[Point-labeling examples]
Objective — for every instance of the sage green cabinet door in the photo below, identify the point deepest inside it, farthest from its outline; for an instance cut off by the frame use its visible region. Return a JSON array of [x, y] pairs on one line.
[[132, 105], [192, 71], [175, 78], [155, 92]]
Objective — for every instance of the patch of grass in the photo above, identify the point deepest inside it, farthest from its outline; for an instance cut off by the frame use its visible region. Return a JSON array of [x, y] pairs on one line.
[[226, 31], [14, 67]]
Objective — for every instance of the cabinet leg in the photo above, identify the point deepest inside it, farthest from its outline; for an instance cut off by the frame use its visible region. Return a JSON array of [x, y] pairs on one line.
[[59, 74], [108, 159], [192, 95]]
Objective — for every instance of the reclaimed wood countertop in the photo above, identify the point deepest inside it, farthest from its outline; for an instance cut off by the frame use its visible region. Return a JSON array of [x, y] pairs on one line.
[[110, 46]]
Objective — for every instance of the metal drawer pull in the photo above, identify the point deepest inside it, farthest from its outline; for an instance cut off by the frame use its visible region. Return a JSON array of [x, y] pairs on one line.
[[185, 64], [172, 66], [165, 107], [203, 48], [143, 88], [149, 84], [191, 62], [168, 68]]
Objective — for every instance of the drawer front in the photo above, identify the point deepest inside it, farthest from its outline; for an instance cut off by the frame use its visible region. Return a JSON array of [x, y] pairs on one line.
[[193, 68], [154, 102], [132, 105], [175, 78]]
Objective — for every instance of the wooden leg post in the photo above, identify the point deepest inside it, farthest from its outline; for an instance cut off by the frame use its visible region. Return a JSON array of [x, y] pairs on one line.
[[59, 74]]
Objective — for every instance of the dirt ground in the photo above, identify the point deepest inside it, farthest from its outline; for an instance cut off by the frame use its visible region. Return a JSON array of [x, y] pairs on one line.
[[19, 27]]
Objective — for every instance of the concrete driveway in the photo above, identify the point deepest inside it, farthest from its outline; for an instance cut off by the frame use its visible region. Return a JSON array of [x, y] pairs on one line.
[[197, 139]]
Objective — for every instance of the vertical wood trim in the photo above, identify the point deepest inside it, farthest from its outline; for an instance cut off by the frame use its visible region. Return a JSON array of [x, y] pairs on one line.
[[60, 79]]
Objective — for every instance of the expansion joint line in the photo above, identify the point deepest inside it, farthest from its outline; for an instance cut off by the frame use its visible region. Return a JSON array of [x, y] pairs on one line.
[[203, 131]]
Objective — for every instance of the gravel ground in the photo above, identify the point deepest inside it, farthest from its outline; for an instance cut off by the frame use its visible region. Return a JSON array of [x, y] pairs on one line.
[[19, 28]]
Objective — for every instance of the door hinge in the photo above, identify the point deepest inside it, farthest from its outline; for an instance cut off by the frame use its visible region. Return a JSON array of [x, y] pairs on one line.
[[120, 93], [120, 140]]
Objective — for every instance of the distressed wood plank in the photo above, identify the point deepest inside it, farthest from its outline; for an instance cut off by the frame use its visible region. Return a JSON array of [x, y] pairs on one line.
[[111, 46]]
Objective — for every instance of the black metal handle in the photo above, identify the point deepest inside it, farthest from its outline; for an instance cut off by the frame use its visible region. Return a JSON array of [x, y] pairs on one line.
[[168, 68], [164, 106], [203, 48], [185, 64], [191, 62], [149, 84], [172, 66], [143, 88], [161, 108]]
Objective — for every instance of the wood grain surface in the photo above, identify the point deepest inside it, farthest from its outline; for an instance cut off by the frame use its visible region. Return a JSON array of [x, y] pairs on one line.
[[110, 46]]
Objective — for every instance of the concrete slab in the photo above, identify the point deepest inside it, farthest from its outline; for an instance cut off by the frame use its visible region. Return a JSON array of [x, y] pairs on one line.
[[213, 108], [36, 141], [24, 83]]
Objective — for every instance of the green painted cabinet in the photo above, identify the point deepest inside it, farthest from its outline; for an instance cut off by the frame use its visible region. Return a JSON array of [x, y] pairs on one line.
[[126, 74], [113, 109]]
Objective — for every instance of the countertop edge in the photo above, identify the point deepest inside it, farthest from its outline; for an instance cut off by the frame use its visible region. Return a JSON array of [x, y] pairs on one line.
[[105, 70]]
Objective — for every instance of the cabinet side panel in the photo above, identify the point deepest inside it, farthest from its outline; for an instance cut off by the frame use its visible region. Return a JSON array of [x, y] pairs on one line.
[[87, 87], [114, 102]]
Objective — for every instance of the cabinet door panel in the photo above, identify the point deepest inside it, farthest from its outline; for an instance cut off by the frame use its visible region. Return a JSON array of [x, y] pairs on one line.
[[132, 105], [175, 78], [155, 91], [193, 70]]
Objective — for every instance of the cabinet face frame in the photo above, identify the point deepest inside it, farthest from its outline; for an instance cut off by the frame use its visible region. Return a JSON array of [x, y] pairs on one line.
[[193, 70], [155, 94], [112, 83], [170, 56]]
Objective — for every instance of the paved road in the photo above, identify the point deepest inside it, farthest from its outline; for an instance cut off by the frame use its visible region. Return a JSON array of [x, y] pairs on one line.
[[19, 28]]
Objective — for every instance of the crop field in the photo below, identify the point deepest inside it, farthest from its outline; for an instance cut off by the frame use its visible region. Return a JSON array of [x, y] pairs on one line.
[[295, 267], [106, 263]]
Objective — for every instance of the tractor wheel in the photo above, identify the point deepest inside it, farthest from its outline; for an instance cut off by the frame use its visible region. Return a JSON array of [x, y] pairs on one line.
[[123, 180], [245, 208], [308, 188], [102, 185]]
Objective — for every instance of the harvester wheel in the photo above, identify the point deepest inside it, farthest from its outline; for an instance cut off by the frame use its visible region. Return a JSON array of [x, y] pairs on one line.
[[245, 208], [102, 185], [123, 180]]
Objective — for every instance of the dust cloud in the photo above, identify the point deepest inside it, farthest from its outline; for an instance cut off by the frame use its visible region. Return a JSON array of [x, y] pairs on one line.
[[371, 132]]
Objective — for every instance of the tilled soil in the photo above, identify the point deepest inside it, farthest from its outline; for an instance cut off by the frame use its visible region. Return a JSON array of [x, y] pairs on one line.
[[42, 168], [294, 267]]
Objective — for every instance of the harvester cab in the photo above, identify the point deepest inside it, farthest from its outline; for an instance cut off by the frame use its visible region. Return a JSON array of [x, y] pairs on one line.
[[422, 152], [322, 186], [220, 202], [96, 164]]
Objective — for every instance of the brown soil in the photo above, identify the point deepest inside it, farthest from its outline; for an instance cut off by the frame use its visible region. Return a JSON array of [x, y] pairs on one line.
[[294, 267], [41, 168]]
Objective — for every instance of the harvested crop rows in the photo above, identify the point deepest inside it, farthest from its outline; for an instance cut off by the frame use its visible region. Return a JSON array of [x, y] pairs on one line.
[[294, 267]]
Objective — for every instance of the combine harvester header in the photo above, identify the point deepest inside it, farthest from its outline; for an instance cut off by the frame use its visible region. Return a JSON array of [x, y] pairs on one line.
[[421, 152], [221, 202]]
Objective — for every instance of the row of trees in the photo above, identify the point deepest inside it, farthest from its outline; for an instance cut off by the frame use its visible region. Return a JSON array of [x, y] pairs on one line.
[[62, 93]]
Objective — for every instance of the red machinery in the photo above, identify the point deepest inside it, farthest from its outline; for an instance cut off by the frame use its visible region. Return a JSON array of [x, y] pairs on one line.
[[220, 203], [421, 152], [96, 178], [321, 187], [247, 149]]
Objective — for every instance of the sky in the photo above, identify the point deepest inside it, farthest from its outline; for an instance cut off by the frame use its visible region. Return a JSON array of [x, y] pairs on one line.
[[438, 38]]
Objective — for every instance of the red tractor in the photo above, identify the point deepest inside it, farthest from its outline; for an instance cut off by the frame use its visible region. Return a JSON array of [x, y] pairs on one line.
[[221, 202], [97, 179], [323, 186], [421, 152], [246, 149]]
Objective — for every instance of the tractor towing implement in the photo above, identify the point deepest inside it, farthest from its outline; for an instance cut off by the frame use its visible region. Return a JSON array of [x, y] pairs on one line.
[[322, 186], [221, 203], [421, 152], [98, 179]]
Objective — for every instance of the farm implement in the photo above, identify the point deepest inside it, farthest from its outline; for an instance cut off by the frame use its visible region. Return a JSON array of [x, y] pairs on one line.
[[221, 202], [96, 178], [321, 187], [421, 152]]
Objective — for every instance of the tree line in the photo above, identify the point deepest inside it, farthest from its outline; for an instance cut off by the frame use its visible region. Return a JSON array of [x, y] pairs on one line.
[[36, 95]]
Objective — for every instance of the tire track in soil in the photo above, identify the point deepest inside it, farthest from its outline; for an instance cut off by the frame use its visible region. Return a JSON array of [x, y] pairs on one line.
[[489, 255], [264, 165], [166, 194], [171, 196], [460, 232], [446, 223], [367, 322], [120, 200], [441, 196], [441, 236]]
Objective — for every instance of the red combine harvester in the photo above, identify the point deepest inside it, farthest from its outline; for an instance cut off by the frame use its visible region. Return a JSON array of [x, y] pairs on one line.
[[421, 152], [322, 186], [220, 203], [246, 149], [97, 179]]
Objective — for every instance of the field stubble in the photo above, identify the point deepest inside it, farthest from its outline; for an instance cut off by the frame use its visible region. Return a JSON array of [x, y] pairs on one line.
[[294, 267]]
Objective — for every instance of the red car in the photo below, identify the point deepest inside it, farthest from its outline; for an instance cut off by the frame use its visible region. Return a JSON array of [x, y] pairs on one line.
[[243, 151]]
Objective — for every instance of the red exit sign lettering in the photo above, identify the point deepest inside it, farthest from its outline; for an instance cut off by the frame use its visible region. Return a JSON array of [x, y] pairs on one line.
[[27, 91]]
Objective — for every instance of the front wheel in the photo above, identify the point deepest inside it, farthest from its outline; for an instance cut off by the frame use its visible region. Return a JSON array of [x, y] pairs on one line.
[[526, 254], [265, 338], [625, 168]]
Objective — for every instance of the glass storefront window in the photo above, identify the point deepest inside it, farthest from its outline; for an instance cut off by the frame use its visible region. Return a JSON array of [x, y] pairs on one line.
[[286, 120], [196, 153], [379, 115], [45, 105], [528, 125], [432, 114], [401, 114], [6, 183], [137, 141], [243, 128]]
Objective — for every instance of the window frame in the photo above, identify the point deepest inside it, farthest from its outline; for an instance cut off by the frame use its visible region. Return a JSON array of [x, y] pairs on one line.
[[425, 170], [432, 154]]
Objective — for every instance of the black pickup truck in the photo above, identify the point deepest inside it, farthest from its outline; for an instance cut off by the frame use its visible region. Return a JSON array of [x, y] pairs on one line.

* AIM OF THE EXERCISE:
Extract the records from the line containing "Objective — for every instance of the harvester wheel" through the line containing "[[422, 152], [322, 186], [220, 202], [96, 164]]", inclusive, and reproduce those lines without any change.

* TASK SOLUTION:
Objective — for every instance of the harvester wheel in the photo above, identify the point deepest inside it, farthest from its outline; for an instance cut off by the frame use its visible region. Return a JSON array of [x, y] pairs on one line.
[[245, 208], [102, 185], [123, 180]]
Objective — for every instance of the dust cloud in the photo above, identify the point deepest inside it, farthest from its outline; for an instance cut off by the frame use its visible region. Return a JSON array of [x, y] pairs on one line.
[[371, 132]]
Objective — for every instance of the tilled soil in the photo above, identify the point deepest inside it, farthest from its outline; for an instance cut off by the frame use its visible region. Return a JSON array of [x, y] pairs on one line.
[[42, 168], [294, 267]]
Objective — for every instance of the harvester cab in the photo above, identify the point deepest inside it, farthest from its outline; for an instance cut off by the frame use its visible region. Return a JSON array of [x, y] pairs on one line.
[[422, 152], [322, 186], [220, 202], [96, 164]]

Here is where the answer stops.